DIRECTIONS FOR THIS TASK: Show every line of the entries below that contains the string "bench", with case counting.

Items from a data source:
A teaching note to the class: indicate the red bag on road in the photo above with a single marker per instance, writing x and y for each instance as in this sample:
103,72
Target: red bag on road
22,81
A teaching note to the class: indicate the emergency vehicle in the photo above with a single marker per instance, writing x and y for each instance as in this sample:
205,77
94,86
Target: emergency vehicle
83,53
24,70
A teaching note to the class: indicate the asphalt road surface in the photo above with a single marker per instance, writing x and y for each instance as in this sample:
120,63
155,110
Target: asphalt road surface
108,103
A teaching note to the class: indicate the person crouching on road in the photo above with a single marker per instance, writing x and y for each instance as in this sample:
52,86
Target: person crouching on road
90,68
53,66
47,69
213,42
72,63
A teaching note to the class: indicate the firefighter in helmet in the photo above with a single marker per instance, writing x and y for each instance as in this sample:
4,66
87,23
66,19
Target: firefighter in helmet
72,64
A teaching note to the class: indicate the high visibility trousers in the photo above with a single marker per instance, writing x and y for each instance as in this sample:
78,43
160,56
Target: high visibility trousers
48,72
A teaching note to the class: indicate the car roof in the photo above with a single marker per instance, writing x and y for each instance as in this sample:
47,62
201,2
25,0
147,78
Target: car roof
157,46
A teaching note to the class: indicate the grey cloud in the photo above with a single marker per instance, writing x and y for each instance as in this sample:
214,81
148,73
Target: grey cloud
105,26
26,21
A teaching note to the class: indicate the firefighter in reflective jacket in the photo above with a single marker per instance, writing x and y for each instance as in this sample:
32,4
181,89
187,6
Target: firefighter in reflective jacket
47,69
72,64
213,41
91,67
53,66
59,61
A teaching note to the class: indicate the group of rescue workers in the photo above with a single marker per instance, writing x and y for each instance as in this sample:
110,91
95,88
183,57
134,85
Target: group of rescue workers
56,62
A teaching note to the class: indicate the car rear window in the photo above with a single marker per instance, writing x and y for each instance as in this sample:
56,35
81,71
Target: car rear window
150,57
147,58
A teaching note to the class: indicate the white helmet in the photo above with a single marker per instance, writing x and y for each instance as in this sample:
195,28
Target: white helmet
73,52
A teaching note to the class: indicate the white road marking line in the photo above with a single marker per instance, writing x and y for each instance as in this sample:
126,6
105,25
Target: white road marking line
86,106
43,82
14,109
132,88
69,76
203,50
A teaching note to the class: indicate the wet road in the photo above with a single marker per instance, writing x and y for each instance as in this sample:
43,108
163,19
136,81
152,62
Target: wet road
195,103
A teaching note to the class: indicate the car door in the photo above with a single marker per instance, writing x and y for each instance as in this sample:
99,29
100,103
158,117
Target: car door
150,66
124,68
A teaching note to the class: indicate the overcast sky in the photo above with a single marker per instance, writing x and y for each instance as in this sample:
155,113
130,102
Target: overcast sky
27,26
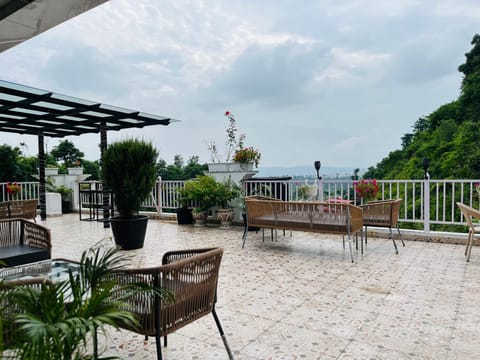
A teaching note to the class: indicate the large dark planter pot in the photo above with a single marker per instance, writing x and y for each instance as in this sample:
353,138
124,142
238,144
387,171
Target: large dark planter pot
129,233
184,216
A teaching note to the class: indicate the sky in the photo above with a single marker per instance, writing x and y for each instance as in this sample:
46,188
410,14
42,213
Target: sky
329,80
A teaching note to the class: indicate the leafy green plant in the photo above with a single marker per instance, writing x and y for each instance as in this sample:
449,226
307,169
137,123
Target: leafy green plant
129,170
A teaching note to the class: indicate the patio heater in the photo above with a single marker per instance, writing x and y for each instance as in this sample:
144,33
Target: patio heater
317,164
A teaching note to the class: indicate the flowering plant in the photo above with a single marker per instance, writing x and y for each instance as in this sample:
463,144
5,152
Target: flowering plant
13,188
366,189
234,145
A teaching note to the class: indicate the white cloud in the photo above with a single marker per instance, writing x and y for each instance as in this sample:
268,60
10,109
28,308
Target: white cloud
300,75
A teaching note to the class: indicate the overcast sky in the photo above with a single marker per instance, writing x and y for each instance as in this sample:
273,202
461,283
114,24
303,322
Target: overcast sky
331,80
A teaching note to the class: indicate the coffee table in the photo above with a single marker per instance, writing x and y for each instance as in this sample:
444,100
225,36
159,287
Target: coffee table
54,270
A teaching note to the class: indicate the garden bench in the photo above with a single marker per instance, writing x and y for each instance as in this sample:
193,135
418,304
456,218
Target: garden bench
323,217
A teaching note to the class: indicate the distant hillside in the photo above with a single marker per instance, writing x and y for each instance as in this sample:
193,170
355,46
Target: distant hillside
447,139
304,171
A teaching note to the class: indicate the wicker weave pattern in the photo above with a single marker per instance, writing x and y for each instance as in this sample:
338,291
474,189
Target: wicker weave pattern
26,209
24,232
190,275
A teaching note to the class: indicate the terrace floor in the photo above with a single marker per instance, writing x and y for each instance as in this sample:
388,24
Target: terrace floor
301,297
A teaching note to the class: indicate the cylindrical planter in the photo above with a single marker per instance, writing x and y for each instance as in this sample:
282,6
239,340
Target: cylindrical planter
129,233
200,218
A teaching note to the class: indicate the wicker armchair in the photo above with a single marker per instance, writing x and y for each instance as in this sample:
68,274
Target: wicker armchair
191,276
469,214
382,213
23,241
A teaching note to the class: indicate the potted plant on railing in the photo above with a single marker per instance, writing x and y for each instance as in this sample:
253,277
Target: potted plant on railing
184,212
366,189
129,171
226,192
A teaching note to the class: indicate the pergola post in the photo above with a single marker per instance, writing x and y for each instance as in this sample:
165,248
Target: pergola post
41,173
105,194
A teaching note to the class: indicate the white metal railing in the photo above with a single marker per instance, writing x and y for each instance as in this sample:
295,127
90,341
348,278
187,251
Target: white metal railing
28,191
437,205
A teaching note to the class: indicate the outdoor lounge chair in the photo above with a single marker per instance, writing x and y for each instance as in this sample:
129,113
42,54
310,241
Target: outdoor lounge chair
382,213
469,214
191,276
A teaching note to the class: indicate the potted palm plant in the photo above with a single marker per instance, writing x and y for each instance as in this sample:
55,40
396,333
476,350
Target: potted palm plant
129,171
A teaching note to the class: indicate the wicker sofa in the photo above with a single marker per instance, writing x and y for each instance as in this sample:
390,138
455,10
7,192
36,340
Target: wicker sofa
325,217
26,209
23,241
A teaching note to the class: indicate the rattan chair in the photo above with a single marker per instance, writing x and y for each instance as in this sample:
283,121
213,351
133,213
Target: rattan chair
382,213
469,214
191,276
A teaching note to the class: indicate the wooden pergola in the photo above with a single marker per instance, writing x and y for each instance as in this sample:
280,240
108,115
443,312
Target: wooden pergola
30,111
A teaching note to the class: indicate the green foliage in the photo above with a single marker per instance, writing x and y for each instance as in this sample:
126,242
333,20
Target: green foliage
205,192
67,152
129,170
179,171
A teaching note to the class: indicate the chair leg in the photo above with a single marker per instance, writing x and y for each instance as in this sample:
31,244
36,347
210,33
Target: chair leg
400,235
222,334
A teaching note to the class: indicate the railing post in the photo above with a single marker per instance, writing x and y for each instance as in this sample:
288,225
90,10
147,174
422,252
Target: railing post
426,203
320,189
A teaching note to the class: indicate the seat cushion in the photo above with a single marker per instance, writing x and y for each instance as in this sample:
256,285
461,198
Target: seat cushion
21,254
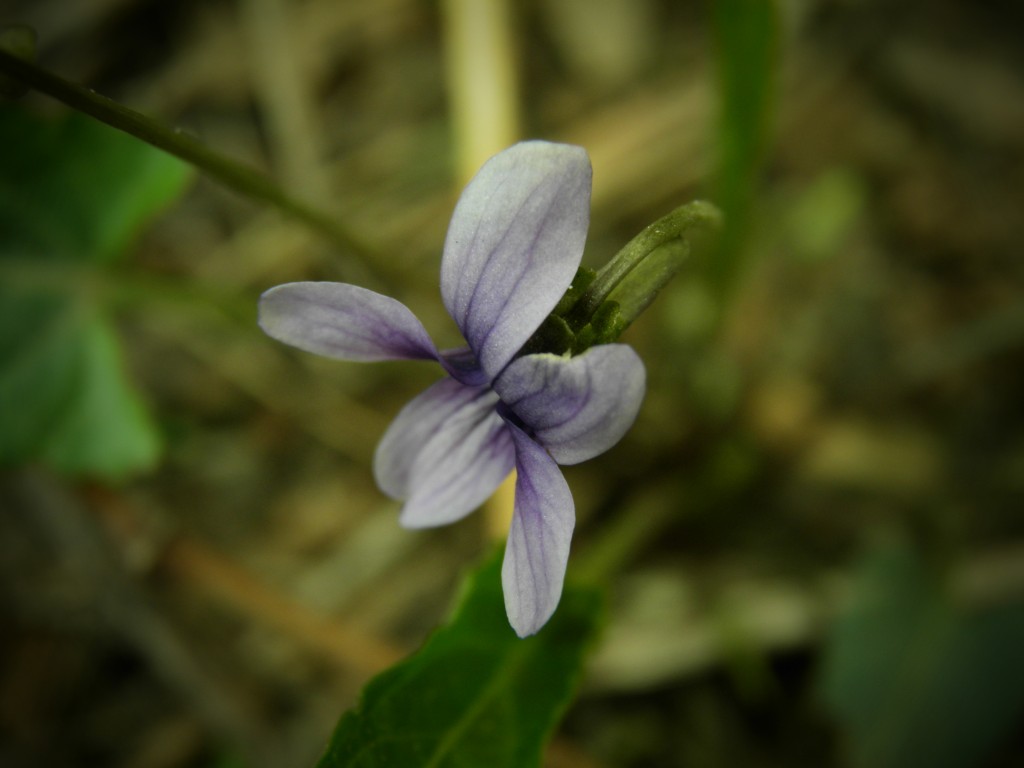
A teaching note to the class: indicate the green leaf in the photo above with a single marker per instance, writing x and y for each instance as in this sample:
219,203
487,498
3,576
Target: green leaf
745,37
913,678
475,694
73,196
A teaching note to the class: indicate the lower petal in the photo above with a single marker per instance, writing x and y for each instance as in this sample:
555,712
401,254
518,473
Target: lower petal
538,548
446,462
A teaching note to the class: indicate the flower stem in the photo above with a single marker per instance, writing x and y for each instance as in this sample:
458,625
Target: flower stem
645,264
232,174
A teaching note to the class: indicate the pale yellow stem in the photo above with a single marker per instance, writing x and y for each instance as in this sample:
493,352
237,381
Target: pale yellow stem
482,83
482,80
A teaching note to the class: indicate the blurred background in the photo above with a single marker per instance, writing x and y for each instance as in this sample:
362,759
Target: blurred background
812,537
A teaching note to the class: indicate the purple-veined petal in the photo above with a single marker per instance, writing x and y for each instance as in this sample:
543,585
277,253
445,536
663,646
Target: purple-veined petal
415,425
444,454
580,407
513,246
349,323
538,548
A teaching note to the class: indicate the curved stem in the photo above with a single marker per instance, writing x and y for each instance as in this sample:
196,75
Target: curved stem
238,176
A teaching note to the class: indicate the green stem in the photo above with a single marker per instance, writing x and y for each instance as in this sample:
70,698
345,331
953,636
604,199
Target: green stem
232,174
678,226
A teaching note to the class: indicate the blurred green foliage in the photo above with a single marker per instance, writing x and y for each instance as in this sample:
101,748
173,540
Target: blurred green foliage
475,694
73,195
916,679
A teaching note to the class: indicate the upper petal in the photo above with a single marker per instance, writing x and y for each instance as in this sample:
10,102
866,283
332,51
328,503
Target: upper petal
577,408
349,323
513,246
538,548
445,453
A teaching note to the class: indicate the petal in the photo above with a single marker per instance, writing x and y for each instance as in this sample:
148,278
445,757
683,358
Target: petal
577,408
420,420
513,246
445,453
538,549
349,323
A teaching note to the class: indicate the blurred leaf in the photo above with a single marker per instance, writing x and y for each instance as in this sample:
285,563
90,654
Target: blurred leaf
745,34
73,194
914,680
475,694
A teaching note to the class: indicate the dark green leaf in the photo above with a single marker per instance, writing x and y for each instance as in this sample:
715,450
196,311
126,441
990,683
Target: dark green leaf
475,694
73,194
916,680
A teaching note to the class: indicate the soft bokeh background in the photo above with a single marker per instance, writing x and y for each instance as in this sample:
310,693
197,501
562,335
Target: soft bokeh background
858,390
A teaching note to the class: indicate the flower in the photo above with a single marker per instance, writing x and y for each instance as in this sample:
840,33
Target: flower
512,249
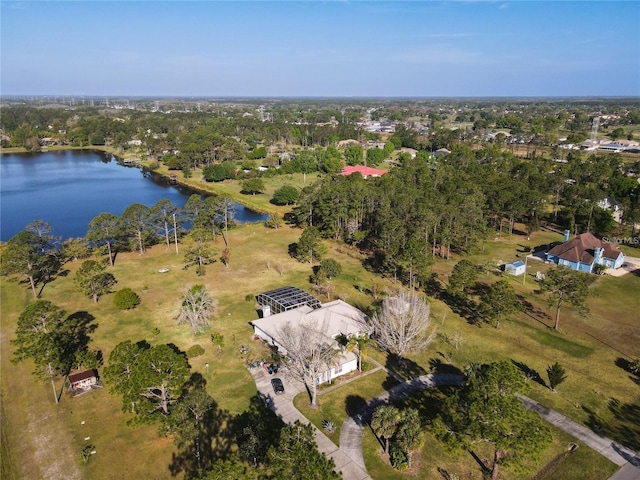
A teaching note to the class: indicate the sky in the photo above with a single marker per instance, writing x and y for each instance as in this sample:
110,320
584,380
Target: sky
320,49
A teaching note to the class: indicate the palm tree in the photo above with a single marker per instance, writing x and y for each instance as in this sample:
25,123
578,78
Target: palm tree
358,342
384,423
196,308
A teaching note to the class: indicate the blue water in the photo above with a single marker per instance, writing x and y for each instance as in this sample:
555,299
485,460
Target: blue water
67,189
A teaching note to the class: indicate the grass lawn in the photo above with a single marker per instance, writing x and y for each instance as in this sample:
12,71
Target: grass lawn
591,348
337,404
260,202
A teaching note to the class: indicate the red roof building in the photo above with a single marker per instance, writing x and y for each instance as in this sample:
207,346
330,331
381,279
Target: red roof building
362,170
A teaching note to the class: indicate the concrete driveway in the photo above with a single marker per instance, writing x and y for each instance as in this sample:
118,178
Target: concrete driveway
282,405
631,264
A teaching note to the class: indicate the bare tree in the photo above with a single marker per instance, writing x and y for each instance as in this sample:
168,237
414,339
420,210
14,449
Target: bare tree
403,324
196,308
311,351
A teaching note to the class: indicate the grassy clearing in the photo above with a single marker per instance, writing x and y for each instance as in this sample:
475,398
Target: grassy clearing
260,202
338,404
589,347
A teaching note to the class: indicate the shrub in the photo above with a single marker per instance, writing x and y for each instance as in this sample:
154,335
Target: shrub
126,299
286,195
329,426
397,457
331,267
195,351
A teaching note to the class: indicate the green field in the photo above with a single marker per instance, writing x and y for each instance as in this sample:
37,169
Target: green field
52,436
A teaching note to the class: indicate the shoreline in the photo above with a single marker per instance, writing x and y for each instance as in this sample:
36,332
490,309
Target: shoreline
205,188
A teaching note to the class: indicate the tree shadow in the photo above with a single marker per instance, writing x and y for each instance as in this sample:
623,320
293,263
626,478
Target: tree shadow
76,330
354,405
628,431
486,470
255,430
534,313
479,289
443,366
626,427
403,367
626,365
529,372
464,307
433,287
206,441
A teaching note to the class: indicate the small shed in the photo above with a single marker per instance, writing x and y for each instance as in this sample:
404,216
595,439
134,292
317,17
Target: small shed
83,381
515,268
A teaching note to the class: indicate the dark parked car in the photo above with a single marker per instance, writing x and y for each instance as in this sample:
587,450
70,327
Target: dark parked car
277,385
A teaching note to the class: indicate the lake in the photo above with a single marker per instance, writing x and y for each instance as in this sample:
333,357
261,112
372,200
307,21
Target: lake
68,188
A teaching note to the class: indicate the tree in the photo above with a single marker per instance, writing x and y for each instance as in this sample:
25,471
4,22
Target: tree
311,356
93,281
196,308
486,410
296,456
136,220
375,156
218,340
105,230
198,252
150,379
76,249
564,284
330,267
36,338
286,195
556,375
274,221
168,219
410,435
353,155
56,343
500,302
26,255
191,418
226,210
384,423
310,246
403,324
253,186
388,149
462,278
126,299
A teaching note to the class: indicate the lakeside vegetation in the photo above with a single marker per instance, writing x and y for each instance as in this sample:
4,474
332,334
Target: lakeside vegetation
408,229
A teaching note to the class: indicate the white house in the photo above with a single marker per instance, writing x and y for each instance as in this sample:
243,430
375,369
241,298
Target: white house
516,268
83,381
334,318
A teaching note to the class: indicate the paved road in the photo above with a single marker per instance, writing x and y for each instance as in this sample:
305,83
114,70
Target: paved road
348,457
282,405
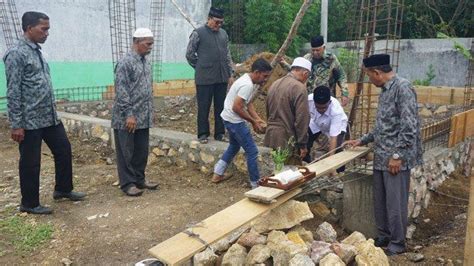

FINAL RESULT:
A teaching note to the class: indicate the garden bench in the photo above with a single marker per instance, writing x and y for each instance as in this sample:
Target: garden bench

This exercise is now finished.